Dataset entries
++++++++++++++++++++
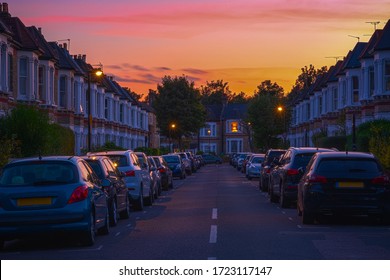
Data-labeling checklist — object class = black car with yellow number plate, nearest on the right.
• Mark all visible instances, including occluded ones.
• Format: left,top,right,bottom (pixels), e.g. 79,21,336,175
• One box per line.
297,152,390,224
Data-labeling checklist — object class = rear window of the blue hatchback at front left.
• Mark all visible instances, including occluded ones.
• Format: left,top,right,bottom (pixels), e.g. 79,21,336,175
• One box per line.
0,161,77,186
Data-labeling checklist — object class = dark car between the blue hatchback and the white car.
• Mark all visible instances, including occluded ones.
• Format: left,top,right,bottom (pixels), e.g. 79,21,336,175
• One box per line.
82,156,130,226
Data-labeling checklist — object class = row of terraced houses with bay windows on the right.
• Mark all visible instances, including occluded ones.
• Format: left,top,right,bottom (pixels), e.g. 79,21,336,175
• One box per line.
288,20,390,146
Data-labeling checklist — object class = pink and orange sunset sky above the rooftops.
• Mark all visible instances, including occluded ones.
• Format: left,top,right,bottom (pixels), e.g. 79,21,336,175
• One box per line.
7,0,390,95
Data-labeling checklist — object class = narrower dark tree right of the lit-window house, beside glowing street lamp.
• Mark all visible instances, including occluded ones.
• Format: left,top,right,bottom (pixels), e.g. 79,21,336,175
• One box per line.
248,80,287,151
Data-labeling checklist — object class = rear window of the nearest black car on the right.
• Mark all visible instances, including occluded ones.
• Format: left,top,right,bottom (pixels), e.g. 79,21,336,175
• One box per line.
315,158,381,178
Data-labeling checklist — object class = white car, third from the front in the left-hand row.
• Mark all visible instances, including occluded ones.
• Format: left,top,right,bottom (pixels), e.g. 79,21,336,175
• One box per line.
88,150,153,211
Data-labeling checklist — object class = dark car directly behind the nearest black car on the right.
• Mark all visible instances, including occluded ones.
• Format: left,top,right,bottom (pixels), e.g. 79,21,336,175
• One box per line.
269,147,333,208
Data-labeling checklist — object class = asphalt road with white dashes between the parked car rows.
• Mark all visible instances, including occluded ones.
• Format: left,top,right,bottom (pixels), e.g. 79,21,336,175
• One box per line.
0,164,390,260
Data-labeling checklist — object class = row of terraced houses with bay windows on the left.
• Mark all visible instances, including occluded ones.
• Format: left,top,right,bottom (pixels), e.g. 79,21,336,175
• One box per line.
0,3,158,154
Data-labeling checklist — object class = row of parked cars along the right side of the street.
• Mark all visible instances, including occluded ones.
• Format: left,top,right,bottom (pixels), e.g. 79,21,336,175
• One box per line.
231,147,390,224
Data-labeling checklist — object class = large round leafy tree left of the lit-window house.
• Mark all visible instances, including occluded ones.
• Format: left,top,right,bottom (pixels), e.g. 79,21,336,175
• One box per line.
153,76,206,148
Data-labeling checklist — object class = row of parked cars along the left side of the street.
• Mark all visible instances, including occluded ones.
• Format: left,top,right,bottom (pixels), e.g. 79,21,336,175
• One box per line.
0,150,215,248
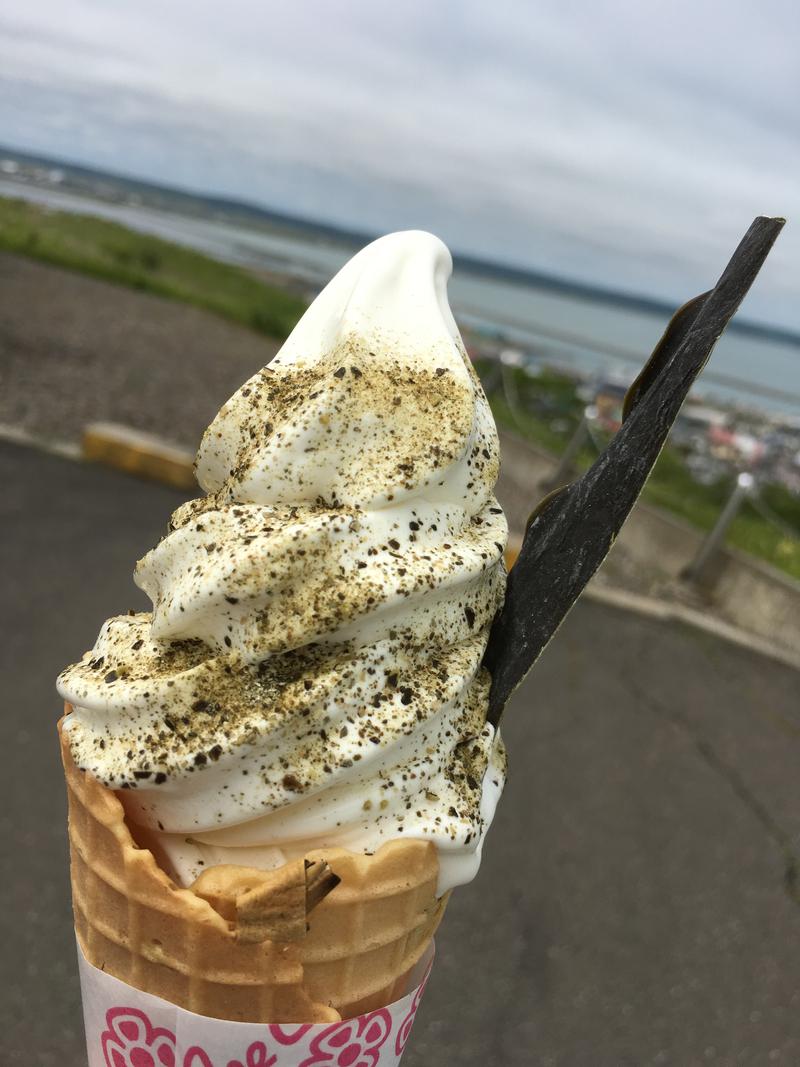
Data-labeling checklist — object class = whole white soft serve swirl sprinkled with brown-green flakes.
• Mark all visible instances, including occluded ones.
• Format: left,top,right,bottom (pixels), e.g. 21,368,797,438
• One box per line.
59,232,507,892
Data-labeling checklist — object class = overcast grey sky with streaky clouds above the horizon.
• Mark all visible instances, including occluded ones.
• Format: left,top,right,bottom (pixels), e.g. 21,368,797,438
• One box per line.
0,0,800,329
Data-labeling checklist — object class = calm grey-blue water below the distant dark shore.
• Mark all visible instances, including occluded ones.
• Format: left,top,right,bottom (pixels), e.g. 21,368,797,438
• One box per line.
6,179,800,415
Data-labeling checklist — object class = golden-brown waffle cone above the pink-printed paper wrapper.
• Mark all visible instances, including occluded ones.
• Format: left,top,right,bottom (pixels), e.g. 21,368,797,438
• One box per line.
62,731,447,1022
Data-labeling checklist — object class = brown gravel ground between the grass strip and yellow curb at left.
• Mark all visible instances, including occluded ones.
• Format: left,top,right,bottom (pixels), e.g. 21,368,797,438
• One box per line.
0,253,277,448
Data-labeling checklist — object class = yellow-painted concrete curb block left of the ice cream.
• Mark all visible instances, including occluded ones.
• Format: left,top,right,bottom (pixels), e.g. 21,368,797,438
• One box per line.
81,423,197,489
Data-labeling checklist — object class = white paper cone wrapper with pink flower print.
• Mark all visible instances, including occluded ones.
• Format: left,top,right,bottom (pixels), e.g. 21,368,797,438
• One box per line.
78,944,433,1067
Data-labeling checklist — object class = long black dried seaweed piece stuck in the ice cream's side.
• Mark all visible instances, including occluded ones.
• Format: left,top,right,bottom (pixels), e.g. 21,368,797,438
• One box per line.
483,218,784,726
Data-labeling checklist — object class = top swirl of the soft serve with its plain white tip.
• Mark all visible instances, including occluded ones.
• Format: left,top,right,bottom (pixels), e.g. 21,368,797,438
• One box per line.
196,232,496,509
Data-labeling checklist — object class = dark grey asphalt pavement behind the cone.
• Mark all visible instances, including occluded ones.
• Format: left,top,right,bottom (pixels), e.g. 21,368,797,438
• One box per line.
0,444,800,1067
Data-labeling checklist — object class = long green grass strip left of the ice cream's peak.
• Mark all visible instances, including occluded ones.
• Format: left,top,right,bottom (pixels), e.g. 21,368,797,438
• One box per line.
0,197,305,339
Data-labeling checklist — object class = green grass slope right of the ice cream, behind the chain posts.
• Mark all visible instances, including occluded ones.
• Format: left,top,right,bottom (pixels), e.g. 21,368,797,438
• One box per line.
476,363,800,578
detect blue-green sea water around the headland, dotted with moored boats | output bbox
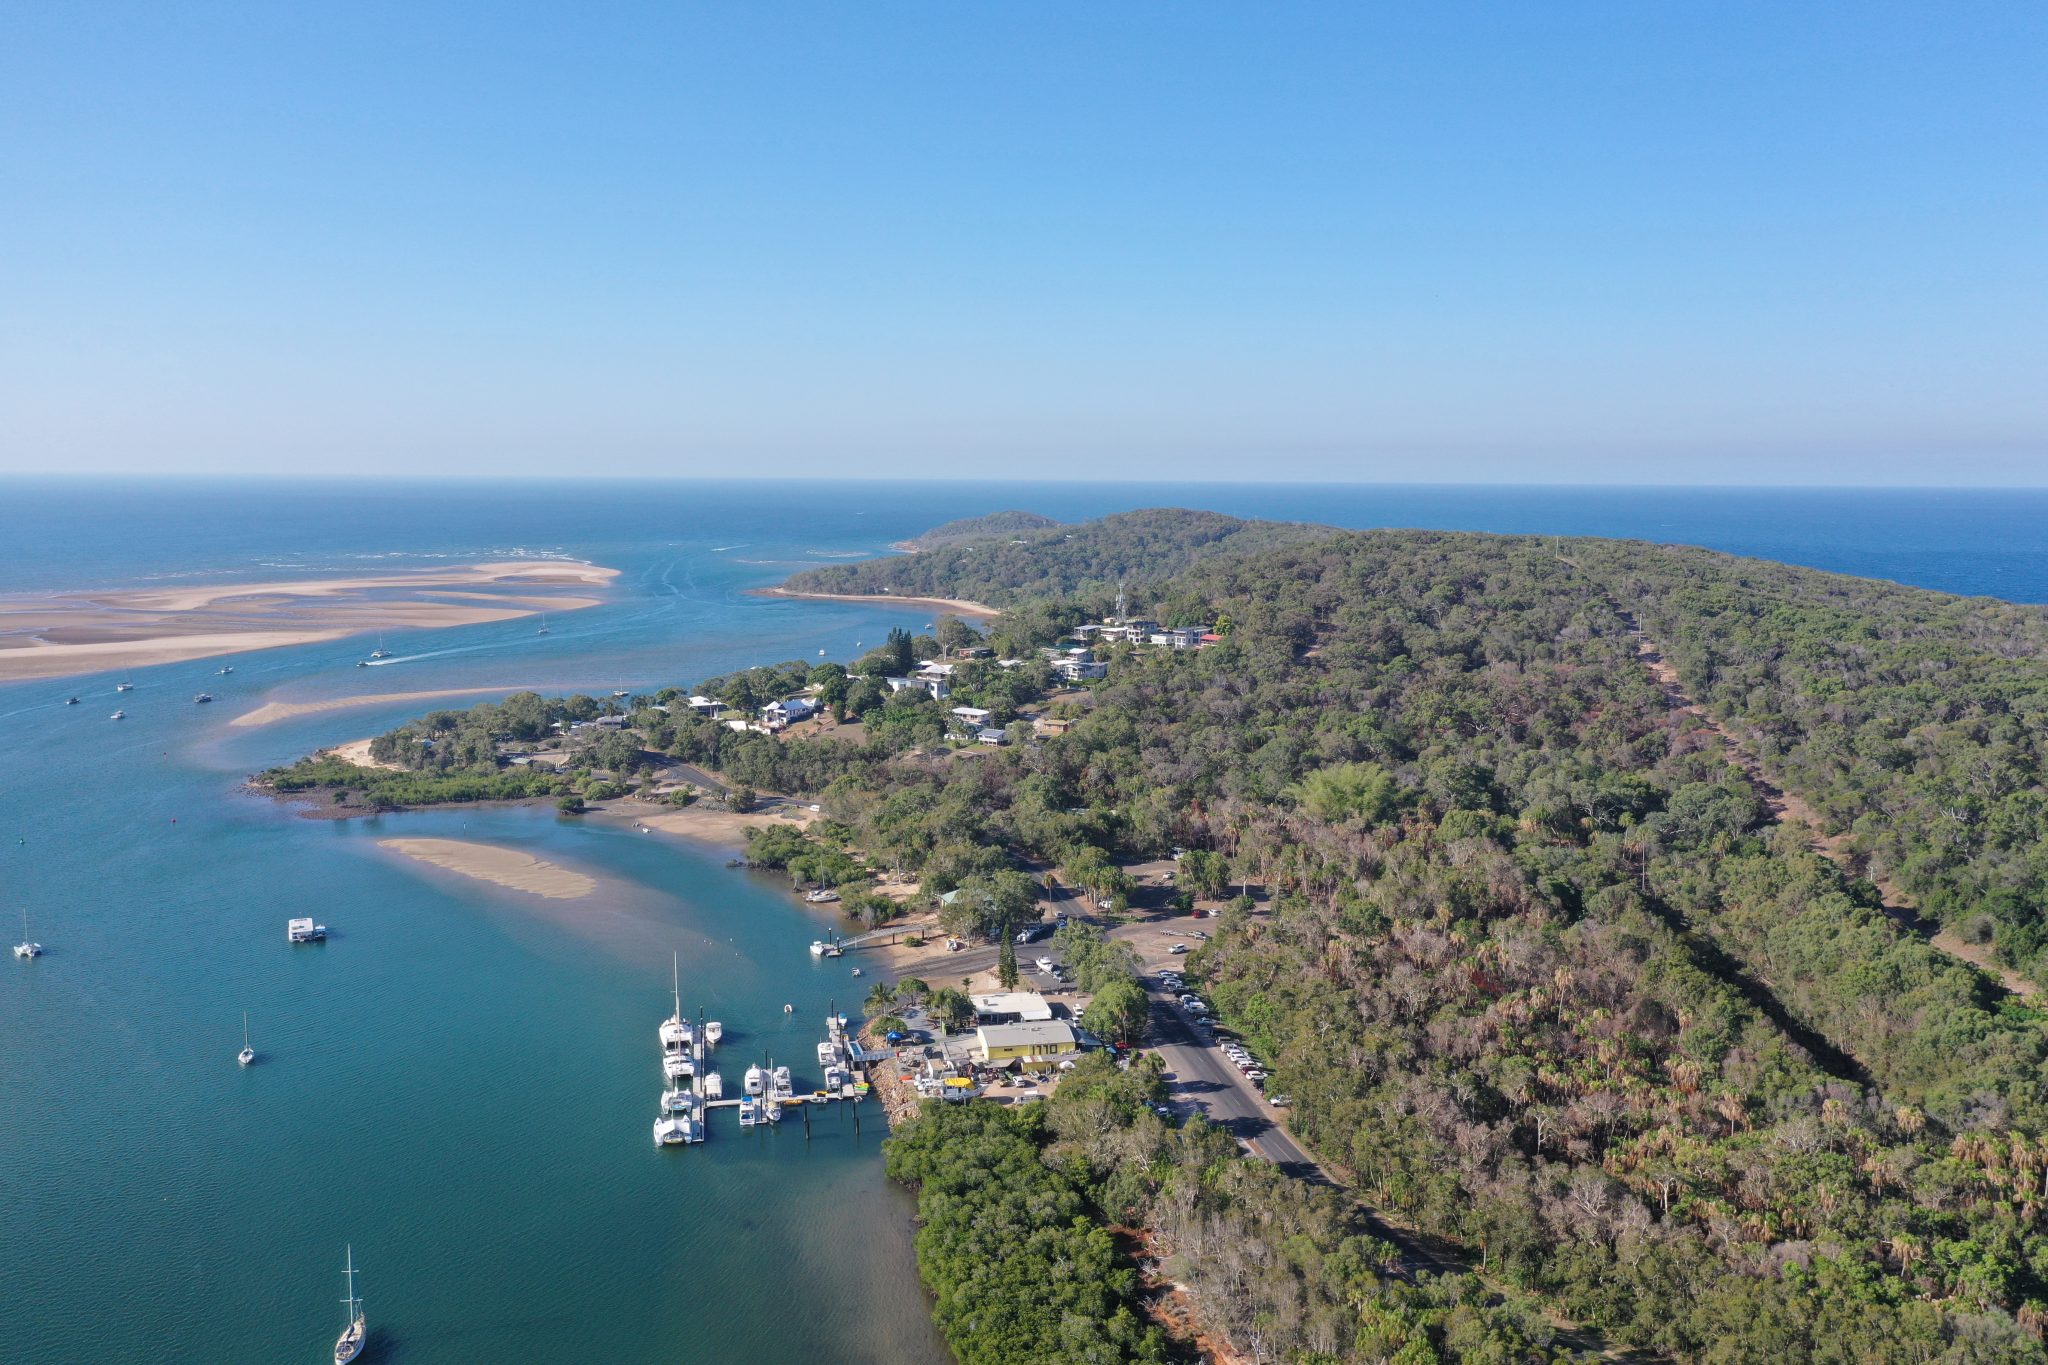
[0,474,2048,1365]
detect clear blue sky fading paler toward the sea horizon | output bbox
[0,0,2048,483]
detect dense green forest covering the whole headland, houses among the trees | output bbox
[264,512,2048,1365]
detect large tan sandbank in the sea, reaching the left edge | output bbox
[0,559,618,681]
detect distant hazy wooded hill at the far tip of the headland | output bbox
[784,508,1335,606]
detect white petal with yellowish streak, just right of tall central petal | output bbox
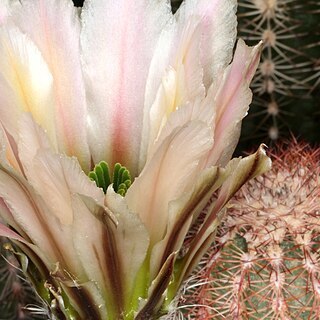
[140,17,205,165]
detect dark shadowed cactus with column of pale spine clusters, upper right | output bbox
[238,0,320,150]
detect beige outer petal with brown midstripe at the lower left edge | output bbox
[0,158,90,282]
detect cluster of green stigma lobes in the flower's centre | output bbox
[89,161,132,196]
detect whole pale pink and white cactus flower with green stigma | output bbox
[0,0,270,320]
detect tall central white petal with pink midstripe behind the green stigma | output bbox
[81,0,171,176]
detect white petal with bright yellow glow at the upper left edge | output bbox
[0,27,56,149]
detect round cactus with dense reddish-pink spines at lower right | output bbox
[172,142,320,320]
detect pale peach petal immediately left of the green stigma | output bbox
[18,116,103,225]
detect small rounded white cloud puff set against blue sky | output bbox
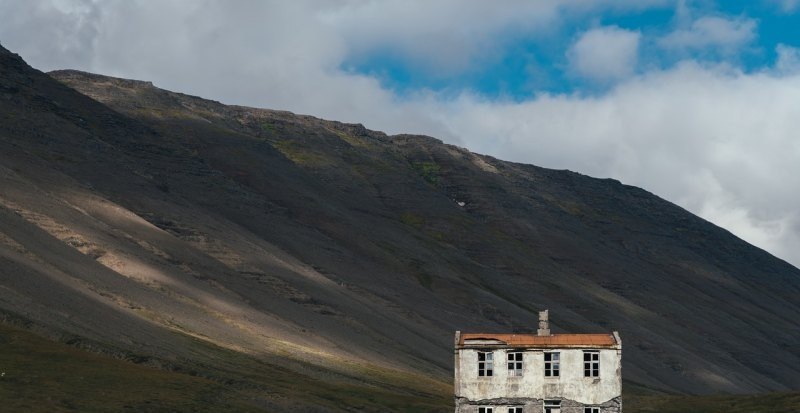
[567,26,641,82]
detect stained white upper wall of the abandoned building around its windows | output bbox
[455,349,622,406]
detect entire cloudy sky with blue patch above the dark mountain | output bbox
[0,0,800,266]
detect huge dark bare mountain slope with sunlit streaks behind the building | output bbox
[0,41,800,411]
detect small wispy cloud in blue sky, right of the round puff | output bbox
[659,16,757,54]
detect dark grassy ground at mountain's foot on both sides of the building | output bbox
[0,323,800,413]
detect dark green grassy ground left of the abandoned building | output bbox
[0,323,452,413]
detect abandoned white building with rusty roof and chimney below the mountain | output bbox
[455,311,622,413]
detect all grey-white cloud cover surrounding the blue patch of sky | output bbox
[0,0,800,265]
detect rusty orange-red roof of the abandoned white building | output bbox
[458,333,617,347]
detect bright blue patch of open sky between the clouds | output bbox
[341,0,800,100]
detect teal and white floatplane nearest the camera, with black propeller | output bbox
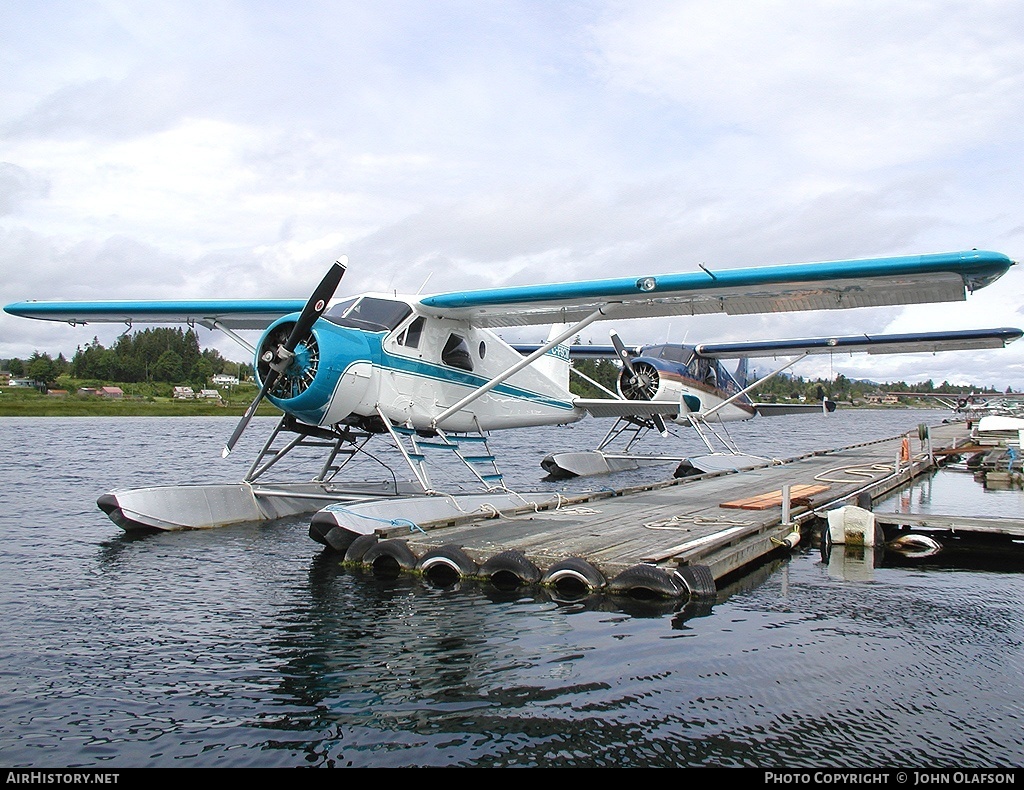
[4,250,1014,548]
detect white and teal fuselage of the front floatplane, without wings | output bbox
[257,294,585,431]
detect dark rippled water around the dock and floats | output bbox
[0,411,1024,770]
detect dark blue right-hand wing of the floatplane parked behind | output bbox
[694,327,1024,360]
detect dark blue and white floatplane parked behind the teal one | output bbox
[532,328,1024,480]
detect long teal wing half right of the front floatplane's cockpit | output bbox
[419,250,1014,327]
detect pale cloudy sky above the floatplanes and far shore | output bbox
[0,0,1024,391]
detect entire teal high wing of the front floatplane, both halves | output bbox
[4,250,1014,329]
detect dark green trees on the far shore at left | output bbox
[7,327,252,387]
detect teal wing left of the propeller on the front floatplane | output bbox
[4,299,305,329]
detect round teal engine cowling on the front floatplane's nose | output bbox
[256,316,374,425]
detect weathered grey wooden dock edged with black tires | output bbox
[348,423,1024,597]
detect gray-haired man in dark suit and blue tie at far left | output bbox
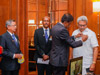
[1,20,22,75]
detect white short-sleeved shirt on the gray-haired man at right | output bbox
[72,28,99,68]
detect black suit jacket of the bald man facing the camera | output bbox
[34,28,51,60]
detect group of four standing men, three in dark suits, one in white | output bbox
[0,13,99,75]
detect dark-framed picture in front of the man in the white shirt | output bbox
[69,57,83,75]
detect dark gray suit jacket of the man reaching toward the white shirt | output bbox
[50,23,82,67]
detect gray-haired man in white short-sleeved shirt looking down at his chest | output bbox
[72,16,98,75]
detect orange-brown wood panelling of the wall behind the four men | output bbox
[0,0,100,75]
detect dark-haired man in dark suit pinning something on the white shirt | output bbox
[50,14,87,75]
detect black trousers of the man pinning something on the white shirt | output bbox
[52,66,67,75]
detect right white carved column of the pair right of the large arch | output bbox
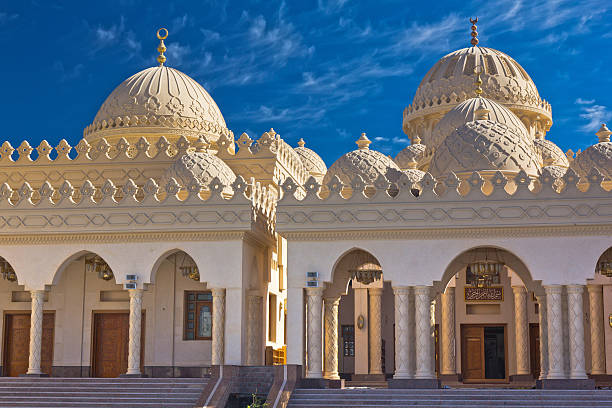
[567,285,587,379]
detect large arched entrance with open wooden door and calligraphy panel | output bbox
[436,247,541,383]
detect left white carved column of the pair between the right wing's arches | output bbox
[393,286,414,379]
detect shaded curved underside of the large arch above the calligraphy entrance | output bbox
[434,245,543,294]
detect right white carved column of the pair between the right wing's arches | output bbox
[414,286,434,378]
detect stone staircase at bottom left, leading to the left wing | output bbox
[0,377,208,408]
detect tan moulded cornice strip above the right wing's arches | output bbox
[279,224,612,241]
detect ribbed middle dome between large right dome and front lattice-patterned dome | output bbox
[427,98,527,150]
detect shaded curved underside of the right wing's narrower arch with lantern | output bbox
[325,247,383,297]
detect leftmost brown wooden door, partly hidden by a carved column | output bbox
++++++++++++++++++++
▶ [INSTRUCTIONS TO FOLLOW]: In the entries above, find each line that has the word "street". Copy it.

▶ [ANSWER SPACE]:
Data-labeling checklist — object class = narrower dark tree right of the lit-window house, beside glowing street lamp.
Data-labeling checklist — object class = row of parked cars along the right side of the street.
Data-labeling checklist — object class = row of parked cars along the left side of the street.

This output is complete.